■ Problem to solve: Could you write out the listing below line for line, leaving out the pictures?

:: Information provided

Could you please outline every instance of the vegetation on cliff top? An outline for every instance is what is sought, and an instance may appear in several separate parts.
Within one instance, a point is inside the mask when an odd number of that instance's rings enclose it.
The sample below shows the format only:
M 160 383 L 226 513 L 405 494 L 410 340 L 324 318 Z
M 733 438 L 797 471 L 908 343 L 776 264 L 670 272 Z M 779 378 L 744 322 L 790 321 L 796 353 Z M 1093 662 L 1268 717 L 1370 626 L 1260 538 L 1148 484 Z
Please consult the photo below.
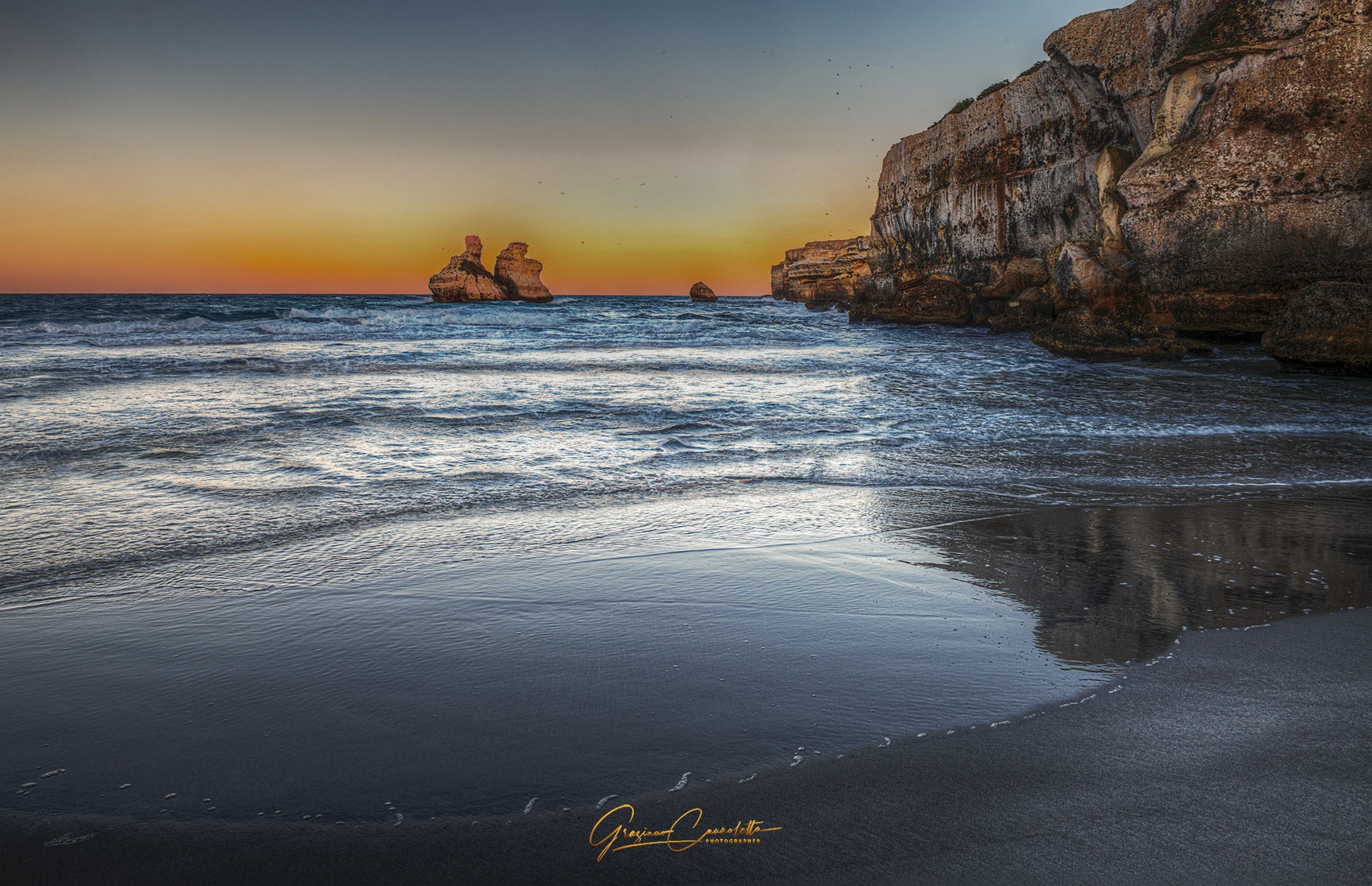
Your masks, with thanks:
M 1254 32 L 1262 21 L 1265 0 L 1229 0 L 1210 14 L 1187 45 L 1177 54 L 1179 59 L 1213 49 L 1240 47 L 1254 38 Z
M 993 84 L 991 84 L 989 87 L 986 87 L 985 89 L 982 89 L 981 92 L 977 93 L 977 100 L 980 102 L 980 100 L 982 100 L 984 98 L 986 98 L 988 95 L 991 95 L 993 92 L 1000 92 L 1002 89 L 1004 89 L 1008 85 L 1010 85 L 1008 80 L 1002 80 L 1000 82 L 993 82 Z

::::

■ Written solution:
Could you please outline every instance of the vegetation on cliff top? An outline for every instance is what is sought, and an instance may appear in several separate parts.
Within one instance, a point is inside the mask when an odd number of that instance's rings enclose it.
The sample below shows the format only:
M 160 383 L 226 513 L 405 494 L 410 340 L 324 318 Z
M 733 438 L 797 471 L 908 343 L 776 264 L 670 272 Z M 779 378 L 744 322 L 790 321 L 796 353 Z M 1093 662 L 1268 717 L 1370 626 L 1260 538 L 1148 484 Z
Please consult the photo below.
Your masks, with thanks:
M 1254 32 L 1262 21 L 1265 0 L 1229 0 L 1210 14 L 1187 45 L 1177 54 L 1179 59 L 1213 49 L 1240 47 L 1254 38 Z
M 993 84 L 991 84 L 989 87 L 986 87 L 985 89 L 982 89 L 981 92 L 977 93 L 977 100 L 980 102 L 980 100 L 982 100 L 984 98 L 986 98 L 988 95 L 991 95 L 993 92 L 1000 92 L 1002 89 L 1004 89 L 1008 85 L 1010 85 L 1008 80 L 1002 80 L 1000 82 L 993 82 Z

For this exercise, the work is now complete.